### [INFORMATION SHOWN]
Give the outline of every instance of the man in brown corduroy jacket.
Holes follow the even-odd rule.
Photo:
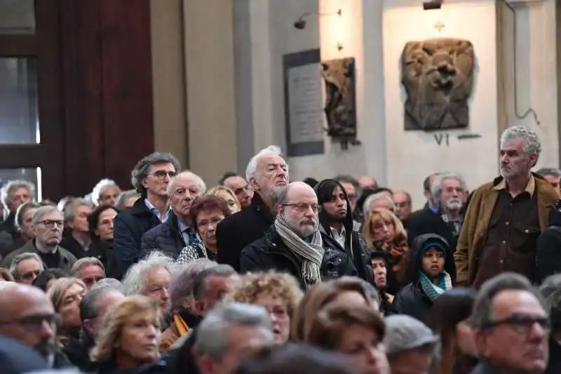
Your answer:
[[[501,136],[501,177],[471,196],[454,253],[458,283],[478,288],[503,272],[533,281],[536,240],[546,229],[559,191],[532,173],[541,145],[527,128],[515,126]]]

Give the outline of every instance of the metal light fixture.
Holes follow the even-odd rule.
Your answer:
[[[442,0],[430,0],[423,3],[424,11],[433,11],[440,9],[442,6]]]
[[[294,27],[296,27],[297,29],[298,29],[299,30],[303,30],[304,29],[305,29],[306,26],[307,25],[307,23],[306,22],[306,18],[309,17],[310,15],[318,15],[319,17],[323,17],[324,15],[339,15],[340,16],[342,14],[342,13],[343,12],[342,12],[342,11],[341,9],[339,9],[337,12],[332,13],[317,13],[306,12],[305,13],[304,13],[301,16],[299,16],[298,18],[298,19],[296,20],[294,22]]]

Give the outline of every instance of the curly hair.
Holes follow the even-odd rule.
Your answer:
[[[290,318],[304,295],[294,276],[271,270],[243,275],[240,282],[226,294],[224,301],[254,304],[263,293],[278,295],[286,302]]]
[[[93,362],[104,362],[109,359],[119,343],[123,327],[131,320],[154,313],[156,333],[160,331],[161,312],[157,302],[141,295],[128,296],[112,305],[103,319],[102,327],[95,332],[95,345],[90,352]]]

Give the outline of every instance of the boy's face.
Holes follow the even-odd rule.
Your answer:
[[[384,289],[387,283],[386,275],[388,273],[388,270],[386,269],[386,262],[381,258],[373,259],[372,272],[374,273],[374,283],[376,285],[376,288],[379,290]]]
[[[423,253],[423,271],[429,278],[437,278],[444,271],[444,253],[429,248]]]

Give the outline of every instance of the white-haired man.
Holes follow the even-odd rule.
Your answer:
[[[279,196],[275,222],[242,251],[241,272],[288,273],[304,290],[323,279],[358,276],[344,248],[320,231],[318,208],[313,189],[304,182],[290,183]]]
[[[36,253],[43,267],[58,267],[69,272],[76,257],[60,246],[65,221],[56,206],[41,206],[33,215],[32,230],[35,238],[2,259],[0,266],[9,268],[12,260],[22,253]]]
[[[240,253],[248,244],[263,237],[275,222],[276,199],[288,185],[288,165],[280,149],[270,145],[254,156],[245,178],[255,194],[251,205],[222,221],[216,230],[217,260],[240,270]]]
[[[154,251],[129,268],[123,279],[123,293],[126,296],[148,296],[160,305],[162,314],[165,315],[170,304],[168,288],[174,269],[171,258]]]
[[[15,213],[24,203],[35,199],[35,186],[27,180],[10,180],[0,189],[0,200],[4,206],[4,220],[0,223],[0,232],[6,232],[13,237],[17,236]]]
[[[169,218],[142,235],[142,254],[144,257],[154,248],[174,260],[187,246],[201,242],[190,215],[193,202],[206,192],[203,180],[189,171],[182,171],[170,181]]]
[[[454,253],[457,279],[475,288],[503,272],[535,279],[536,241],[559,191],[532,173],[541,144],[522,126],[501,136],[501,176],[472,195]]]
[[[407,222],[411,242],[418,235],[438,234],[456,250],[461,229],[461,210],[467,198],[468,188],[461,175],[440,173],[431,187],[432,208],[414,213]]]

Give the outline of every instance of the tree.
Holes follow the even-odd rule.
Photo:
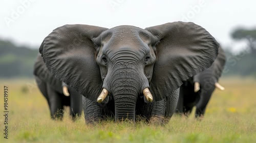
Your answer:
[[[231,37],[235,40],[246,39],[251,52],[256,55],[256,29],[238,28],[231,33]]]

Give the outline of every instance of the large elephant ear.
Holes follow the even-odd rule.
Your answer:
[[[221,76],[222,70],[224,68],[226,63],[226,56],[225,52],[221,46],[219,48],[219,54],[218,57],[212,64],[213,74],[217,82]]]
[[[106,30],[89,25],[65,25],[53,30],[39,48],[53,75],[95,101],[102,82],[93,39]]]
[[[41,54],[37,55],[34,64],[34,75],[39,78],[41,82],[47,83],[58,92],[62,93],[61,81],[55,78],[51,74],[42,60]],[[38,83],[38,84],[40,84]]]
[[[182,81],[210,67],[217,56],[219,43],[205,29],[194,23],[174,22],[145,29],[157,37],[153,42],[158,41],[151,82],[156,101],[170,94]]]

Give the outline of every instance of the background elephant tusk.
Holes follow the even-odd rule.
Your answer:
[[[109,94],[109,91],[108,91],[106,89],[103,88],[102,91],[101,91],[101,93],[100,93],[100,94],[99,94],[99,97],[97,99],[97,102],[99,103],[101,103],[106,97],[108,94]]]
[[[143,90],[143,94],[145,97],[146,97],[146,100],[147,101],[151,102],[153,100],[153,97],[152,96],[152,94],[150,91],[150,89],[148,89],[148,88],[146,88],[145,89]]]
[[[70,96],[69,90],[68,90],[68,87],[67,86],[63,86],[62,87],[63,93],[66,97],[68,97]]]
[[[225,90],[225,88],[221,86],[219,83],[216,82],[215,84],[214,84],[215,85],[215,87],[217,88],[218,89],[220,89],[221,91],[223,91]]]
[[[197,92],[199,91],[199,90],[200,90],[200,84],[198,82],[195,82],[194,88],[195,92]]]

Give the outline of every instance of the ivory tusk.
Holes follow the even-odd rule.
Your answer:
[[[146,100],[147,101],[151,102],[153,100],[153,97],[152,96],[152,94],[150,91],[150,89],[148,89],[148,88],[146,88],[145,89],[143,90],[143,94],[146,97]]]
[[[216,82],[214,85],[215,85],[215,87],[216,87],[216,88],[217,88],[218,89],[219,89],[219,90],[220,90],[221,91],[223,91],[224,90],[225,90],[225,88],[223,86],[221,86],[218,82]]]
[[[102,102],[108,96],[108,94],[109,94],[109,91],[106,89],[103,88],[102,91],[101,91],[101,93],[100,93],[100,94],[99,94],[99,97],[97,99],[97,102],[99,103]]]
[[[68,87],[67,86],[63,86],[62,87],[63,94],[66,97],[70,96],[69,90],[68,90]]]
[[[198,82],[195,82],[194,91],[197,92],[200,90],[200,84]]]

### [WRITTEN PROBLEM]
Rewrite all the lines above, replacing "even-odd rule" with "nonzero winding rule" and keeping everything else the same. Omit the pictures from your answer.

### [SOLUTION TO THIS TASK]
Give the outline of every instance of the man in brown corduroy jacket.
Holes follow the nonzero winding rule.
Photo:
Your answer:
[[[501,136],[501,177],[471,196],[454,253],[458,283],[478,288],[503,272],[533,281],[536,240],[546,229],[559,191],[532,173],[541,145],[527,128],[515,126]]]

Give the outline of every instance of the metal light fixture.
Holes follow the nonzero winding rule.
Your answer:
[[[442,0],[430,0],[423,3],[424,11],[433,11],[440,9],[442,6]]]
[[[294,27],[296,27],[297,29],[298,29],[299,30],[303,30],[304,29],[305,29],[306,26],[307,25],[307,23],[306,22],[306,18],[309,17],[310,15],[318,15],[319,17],[323,17],[324,15],[339,15],[340,16],[342,14],[342,13],[343,12],[342,12],[342,11],[341,9],[339,9],[337,12],[332,13],[317,13],[306,12],[305,13],[304,13],[301,16],[299,16],[298,18],[298,19],[296,20],[294,22]]]

Give the outline of every instance of the curly hair.
Holes follow the nonzero winding rule.
Your answer:
[[[290,318],[304,295],[294,276],[271,270],[243,275],[240,282],[226,294],[224,301],[254,304],[263,293],[278,295],[286,302]]]
[[[93,362],[104,362],[109,359],[119,343],[123,327],[131,320],[154,313],[156,333],[160,331],[161,312],[157,302],[141,295],[128,296],[112,305],[103,319],[102,327],[95,332],[95,345],[90,352]]]

Give the outline of every instance of the boy's face.
Holes follow the nonzero winding rule.
Your answer:
[[[384,289],[387,283],[386,275],[388,273],[388,270],[386,269],[386,262],[381,258],[373,259],[372,272],[374,273],[374,283],[376,285],[376,288],[379,290]]]
[[[423,253],[423,271],[429,278],[437,278],[444,271],[444,253],[429,248]]]

Give the outline of every instance of the white-haired man.
Holes follow the nonzero winding rule.
Your answer:
[[[279,196],[275,222],[242,251],[241,272],[288,273],[304,290],[323,279],[358,276],[344,248],[320,231],[318,208],[313,189],[304,182],[290,183]]]
[[[36,253],[43,267],[58,267],[69,272],[76,257],[60,246],[65,221],[56,206],[41,206],[33,215],[32,230],[35,238],[2,259],[0,266],[9,268],[12,260],[22,253]]]
[[[240,253],[248,244],[263,237],[275,222],[276,199],[288,185],[288,165],[280,149],[270,145],[254,156],[245,178],[255,194],[251,205],[222,221],[216,230],[217,260],[240,270]]]
[[[154,251],[129,268],[123,279],[123,293],[126,296],[148,296],[160,305],[162,314],[165,315],[170,304],[168,288],[174,269],[171,258]]]
[[[15,213],[24,203],[35,199],[35,186],[27,180],[10,180],[0,189],[0,200],[4,206],[4,220],[0,223],[0,232],[6,232],[13,237],[17,236]]]
[[[169,218],[142,235],[142,254],[144,257],[154,248],[174,260],[187,246],[201,242],[190,215],[193,202],[206,192],[203,180],[189,171],[182,171],[170,181]]]
[[[454,253],[457,279],[475,288],[503,272],[535,279],[536,241],[559,191],[532,173],[541,144],[522,126],[501,136],[501,176],[472,195]]]
[[[407,222],[411,242],[418,235],[438,234],[456,250],[461,229],[461,210],[467,198],[468,188],[461,175],[440,173],[431,187],[432,208],[414,213]]]

Give the outline of every instance of the tree.
Holes follow the nonzero winding rule.
Photo:
Your answer:
[[[231,37],[235,40],[246,39],[251,52],[256,55],[256,29],[238,28],[231,33]]]

Give the outline of every instance of the large elephant ear.
Holes follow the nonzero winding rule.
Your answer:
[[[221,76],[222,70],[224,68],[226,63],[226,56],[225,52],[221,46],[219,48],[219,54],[218,57],[212,64],[213,74],[217,82]]]
[[[106,30],[89,25],[65,25],[53,30],[39,48],[53,75],[95,101],[102,82],[93,39]]]
[[[41,54],[37,55],[34,64],[34,75],[39,78],[41,82],[47,83],[58,92],[62,93],[61,81],[55,78],[51,74],[42,60]],[[38,83],[38,84],[40,84]]]
[[[182,81],[210,67],[217,56],[219,43],[205,29],[194,23],[174,22],[145,29],[157,37],[153,42],[158,41],[151,82],[156,101],[170,94]]]

Give the outline of every instance of the background elephant tusk.
Holes follow the nonzero winding rule.
Your answer:
[[[109,94],[109,91],[108,91],[106,89],[103,88],[102,91],[101,91],[101,93],[100,93],[100,94],[99,94],[99,97],[97,99],[97,102],[99,103],[101,103],[106,97],[108,94]]]
[[[143,90],[143,94],[145,97],[146,97],[146,100],[147,101],[151,102],[153,100],[153,97],[152,96],[152,94],[150,91],[150,89],[148,89],[148,88],[146,88],[145,89]]]
[[[70,96],[69,90],[68,90],[68,87],[67,86],[63,86],[62,87],[63,93],[66,97],[68,97]]]
[[[225,90],[225,88],[221,86],[219,83],[216,82],[215,84],[214,84],[215,85],[215,87],[217,88],[218,89],[220,89],[221,91],[223,91]]]
[[[197,92],[199,91],[199,90],[200,90],[200,84],[198,82],[195,82],[194,88],[195,92]]]

Give the outline of every instance of the ivory tusk.
Holes follow the nonzero winding rule.
Your answer:
[[[146,100],[147,101],[151,102],[153,100],[153,97],[152,96],[152,94],[150,91],[150,89],[148,89],[148,88],[146,88],[145,89],[143,90],[143,94],[146,97]]]
[[[216,82],[214,85],[215,85],[215,87],[216,87],[216,88],[217,88],[218,89],[219,89],[219,90],[220,90],[221,91],[223,91],[224,90],[225,90],[225,88],[223,86],[221,86],[218,82]]]
[[[102,102],[108,96],[108,94],[109,94],[109,91],[106,89],[103,88],[102,91],[101,91],[101,93],[100,93],[100,94],[99,94],[99,97],[97,99],[97,102],[99,103]]]
[[[68,87],[67,86],[63,86],[62,87],[63,94],[66,97],[70,96],[69,90],[68,90]]]
[[[198,82],[195,82],[194,91],[197,92],[200,90],[200,84]]]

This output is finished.